A. `x=displ`, `y=hwy`

- 예시 1 : 정직하게 메뉴얼대로…

파라미터를 직접 지정해주는 경우

ggplot(data = df) + geom_point(mapping = aes(x = 'displ', y = 'hwy')) ## aes : dictionary와 유사하다고 생각하면 된다.

파라미터 생략

ggplot(df) + geom_point(aes(x = 'displ', y = 'hwy'))

### B. `rpy2` : 코랩 아닌 경우 실습 금지

- R에서도 거의 똑같은 문법으로 그릴 수 있음

#import rpy2
#%load_ext rpy2.ipython

#%%R
#library(tidyverse)
#df = mpg
#ggplot(df)+geom_point(aes(x=displ,y=hwy))

⁂

### 문제
ggplot 산점도 발췌문을 마지막 줄 다음부터 이어받아 계속 써 주세요. 아래 데이터는 위 글과 관계없는 별도의 자료입니다.

### 점 주석 데이터셋 기록
⁂

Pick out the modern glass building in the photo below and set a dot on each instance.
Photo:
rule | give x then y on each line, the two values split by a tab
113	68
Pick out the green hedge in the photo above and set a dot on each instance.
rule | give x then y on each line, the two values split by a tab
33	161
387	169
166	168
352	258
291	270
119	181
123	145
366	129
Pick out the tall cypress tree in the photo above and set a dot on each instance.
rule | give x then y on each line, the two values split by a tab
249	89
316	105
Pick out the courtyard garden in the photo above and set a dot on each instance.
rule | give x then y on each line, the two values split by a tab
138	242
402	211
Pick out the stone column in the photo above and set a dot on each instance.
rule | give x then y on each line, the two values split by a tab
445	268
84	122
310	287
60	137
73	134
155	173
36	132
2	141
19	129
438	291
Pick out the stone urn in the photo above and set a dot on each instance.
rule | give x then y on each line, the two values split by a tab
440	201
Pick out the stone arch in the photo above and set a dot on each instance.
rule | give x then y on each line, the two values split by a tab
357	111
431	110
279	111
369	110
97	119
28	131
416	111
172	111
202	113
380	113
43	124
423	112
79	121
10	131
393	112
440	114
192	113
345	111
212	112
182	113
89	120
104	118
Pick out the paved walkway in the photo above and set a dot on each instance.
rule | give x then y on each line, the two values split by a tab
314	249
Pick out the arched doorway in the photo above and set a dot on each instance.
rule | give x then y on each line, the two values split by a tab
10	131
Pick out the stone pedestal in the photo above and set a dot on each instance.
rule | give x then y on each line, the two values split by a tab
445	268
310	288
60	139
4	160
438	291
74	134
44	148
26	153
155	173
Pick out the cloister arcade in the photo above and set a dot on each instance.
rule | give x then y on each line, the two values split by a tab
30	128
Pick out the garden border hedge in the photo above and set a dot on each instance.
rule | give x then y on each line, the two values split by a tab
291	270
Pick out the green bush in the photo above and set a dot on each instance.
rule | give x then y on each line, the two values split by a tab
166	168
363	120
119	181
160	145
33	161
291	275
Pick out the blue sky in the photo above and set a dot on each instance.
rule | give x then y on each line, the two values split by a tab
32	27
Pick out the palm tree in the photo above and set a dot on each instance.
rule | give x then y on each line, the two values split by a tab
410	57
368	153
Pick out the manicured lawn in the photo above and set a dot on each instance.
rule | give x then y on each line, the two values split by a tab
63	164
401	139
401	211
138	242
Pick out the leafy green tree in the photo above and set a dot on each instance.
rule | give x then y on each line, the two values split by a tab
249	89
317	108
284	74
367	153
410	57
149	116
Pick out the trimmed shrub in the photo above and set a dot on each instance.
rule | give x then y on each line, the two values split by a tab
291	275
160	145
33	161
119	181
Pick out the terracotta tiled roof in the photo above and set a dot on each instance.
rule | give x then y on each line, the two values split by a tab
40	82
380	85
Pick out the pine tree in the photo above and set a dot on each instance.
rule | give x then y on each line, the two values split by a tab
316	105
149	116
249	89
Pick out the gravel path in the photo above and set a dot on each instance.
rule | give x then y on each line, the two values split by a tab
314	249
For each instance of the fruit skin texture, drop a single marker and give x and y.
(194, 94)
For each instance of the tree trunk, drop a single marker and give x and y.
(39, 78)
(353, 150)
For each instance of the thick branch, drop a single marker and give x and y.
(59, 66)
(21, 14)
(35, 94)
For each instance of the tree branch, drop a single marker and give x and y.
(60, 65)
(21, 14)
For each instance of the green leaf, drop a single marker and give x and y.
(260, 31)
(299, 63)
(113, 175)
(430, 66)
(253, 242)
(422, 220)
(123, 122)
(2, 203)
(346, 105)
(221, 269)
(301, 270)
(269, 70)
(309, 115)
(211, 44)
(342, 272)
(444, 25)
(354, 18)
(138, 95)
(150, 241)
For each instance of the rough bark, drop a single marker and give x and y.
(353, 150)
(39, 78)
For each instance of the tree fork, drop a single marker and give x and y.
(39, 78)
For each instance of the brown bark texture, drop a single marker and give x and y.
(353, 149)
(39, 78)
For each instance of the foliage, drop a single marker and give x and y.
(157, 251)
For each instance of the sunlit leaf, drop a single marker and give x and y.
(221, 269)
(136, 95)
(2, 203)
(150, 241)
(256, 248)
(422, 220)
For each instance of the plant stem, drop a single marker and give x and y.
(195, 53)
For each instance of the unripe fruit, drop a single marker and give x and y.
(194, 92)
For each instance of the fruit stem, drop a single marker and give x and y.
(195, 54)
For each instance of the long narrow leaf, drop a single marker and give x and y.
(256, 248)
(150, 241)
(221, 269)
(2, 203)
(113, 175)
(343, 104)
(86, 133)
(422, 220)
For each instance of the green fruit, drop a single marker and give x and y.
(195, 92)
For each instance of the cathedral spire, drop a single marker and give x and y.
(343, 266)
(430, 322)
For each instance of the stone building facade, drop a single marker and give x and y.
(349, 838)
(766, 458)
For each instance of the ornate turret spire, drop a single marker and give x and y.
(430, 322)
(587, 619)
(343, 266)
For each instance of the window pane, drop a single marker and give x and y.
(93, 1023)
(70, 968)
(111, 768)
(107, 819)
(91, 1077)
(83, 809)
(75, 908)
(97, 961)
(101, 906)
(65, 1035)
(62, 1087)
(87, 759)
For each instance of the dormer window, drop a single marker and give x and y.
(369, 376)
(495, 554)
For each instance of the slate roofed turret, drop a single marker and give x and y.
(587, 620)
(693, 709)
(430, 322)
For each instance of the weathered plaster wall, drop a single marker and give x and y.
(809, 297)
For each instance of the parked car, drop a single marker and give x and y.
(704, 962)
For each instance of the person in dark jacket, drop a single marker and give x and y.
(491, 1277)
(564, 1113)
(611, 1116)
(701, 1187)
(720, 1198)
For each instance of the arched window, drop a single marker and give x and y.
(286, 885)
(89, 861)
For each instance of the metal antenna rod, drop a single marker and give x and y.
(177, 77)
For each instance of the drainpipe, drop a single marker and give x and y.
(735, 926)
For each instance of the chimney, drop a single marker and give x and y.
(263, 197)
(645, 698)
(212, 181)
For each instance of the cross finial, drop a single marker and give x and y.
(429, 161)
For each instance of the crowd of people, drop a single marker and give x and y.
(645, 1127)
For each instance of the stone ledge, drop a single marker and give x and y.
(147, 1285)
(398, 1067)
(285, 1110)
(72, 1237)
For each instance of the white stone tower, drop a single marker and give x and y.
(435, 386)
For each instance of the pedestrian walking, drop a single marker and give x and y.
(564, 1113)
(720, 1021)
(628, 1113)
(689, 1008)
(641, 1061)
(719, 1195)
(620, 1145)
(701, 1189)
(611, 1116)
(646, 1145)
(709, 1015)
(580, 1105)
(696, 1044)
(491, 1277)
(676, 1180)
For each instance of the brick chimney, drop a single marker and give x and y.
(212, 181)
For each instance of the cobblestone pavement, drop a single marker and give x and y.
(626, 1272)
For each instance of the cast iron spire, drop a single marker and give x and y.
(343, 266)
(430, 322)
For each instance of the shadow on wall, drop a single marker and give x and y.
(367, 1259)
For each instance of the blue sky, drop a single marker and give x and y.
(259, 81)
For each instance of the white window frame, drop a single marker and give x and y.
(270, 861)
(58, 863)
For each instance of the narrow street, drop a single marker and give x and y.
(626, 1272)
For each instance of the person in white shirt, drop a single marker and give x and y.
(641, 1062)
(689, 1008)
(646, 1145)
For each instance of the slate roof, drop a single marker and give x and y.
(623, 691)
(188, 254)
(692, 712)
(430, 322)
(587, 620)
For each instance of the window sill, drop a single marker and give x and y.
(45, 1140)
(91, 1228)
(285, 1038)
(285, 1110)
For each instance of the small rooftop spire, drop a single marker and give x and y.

⁂

### 정답
4. mpg의 시각화 : 3차원

A. `x=displ`, `y=hwy`, `shape=class`

set(df['class'])  ## 중복되지 않은 값이 어느 것이 있는 지 산출
## df['class'].unique() : 이건 array로 산출된다. 동일한 코드

{'2seater', 'compact', 'midsize', 'minivan', 'pickup', 'subcompact', 'suv'}

ggplot(df) + geom_point(aes(x = 'displ', y = 'hwy', shape = 'class'))   ## class를 shape로 구분 > 불편함

### B. `x=displ`, `y=hwy`, `color=class`

ggplot(df) + geom_point(aes(x = 'displ', y = 'hwy', color = 'class'))

모양까지 class별로 달랐으면 좋겠다.

ggplot(df) + geom_point(aes(x = 'displ', y = 'hwy', color = 'class', shape = 'class'))

전체적으로 포인트의 사이즈를 키우고 싶다.

ggplot(df) + geom_point(aes(x = 'displ', y = 'hwy', color = 'class', shape = 'class'), size = 5)  ## 외부 파라미터

너무 커서 겹치니까 투명도 조정

ggplot(df) + geom_point(aes(x = 'displ', y = 'hwy', color = 'class', shape = 'class'), size = 5, alpha = 0.5)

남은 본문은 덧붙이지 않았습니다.